Extend the article on scraping Yahoo Finance data with Python, writing on from its last sentence.

━━━ Passage provided ━━━

How to Scrape Yahoo Finance Data with Python

Written by sandra-moraes | Published 2019/11/14
Tech Story Tags: web-scraping | data-science-tools | yahoo-finance-scraping | python-tutorials | python-machine-learning | scraping-using-python | python | yahoo

TLDR Financial market data is one of the most valuable data in the current time. If analyzed correctly, it holds the potential of turning an organisation’s economic issues upside down. In this blog, we are going to extract data about cryptocurrencies, currencies, world-indices, active-stocks and commodities. The applications of scraping Yahoo finance data can be forecasting stock prices, predicting market sentiment towards a stock, gaining an investive edge and the process of generating investment plans can make good use of this data.via the TL;DR App

Financial market data is one of the most valuable data in the current time. If analyzed correctly, it holds the potential of turning an organisation’s economic issues upside down. Among a few of them, Yahoo finance is one such website which provides free access to this valuable data of stocks and commodities prices. In this blog, we are going to implement a simple web crawler in python which will help us in scraping yahoo finance website. Some of the applications of scraping Yahoo finance data can be forecasting stock prices, predicting market sentiment towards a stock, gaining an investive edge and cryptocurrency trading. Also, the process of generating investment plans can make good use of this data!
Before scraping yahoo finance website, let us first understand more about Yahoo finance Data in the next section. 

What is Yahoo Finance?

Yahoo finance is a business media platform from Yahoo which provides comprehensive offerings in the world of business and investment. It has a plethora of available business information like financial news, data about stock quotes, press releases and financial reports. Whether you are an investor or are just looking for some business news, Yahoo finance is the place to go. The biggest plus of Yahoo finance is that it provides all of this information for free. Hence by scraping Yahoo finance data, you can actually get valuable information at your end and do an analysis of stocks and currencies trends. Moreover, you get real-time information about stock prices along with access to other financial investment/management tools.

Why Scrape Finance websites?

Financial data if extracted and analysed in real time can provide a wealth of information for investments, trading, research and sentiment analysis
Stock trading 
Online trading involves stocks trading via an online platform. Online trading portals facilitate the trading of different financial instruments such as stocks, mutual funds and commodities. In online stock trading, owners of one stock meet different buyers virtually and sell the stocks to buyers. The selling part only happens when a buyer and a seller has negotiated the price of exchange.
Furthermore, these prices are market dependent and are provided by scraping yahoo finance. Moreover, stock trading organisations can leverage yahoo finance data to keep a record of changing stock prices and market trend. This analysis will help financial and investment companies to predict the market and buy/sell stocks for maximum profits.

Sentiment analysis of the market 

Organizations can perform sentiment analysis over the blogs, news, tweets and social media posts in business and financial domains to analyze the market trend. Furthermore, scraping Yahoo finance will help them in collecting data for natural language processing algorithms to identify the sentiment of the market. Through this, one can track the emotion towards a particular product, stock, commodity or currency and make the right investment decision.

━━━ Dataset excerpts ━━━

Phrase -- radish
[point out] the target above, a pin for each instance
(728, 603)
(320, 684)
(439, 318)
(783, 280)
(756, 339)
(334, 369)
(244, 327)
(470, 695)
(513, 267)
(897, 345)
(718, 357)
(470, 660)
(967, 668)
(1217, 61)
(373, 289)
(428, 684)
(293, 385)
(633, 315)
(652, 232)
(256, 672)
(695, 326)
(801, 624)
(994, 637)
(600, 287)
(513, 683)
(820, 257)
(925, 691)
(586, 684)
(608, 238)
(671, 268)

━━━

Reply to the exercise
Equity research 
Equity Research refers to analyzing a company’s financial data, perform analysis over it and identify recommendations for buying and selling of stocks. The main aim of equity research is to provide investors with financial analysis reports and recommendations on buying, holding, or selling a particular investment. Also, banks and financial investment organisations often use equity research for their investments and sales & trading clients, by providing timely, high-quality information and analysis.
Regulatory compliance Business and financial investment jobs are high-risk jobs. A lot of investment decisions are directly dependent on the government scheme and policies regarding trade. Hence, it is essential to keep track of the government sites and other official forums to extract any policy changes related to trading. Mainly, risk analysts should crawl news outlets and government sites for real-time actions about the events and decisions which are directly correlated with their business.

Approach for scraping Yahoo finance data
Yahoo finance provides a plethora of information of about stock market and investment. Our primary goal is to fetch the data by scraping Yahoo finance and store it on our own premises for later analysis. In this blog, we are going to extract data about cryptocurrencies, currencies, world-indices, active-stocks and commodities. These data points can also be scraped from the results of search engine too, but we will keep the scope to scraping Yahoo finance only in this blog.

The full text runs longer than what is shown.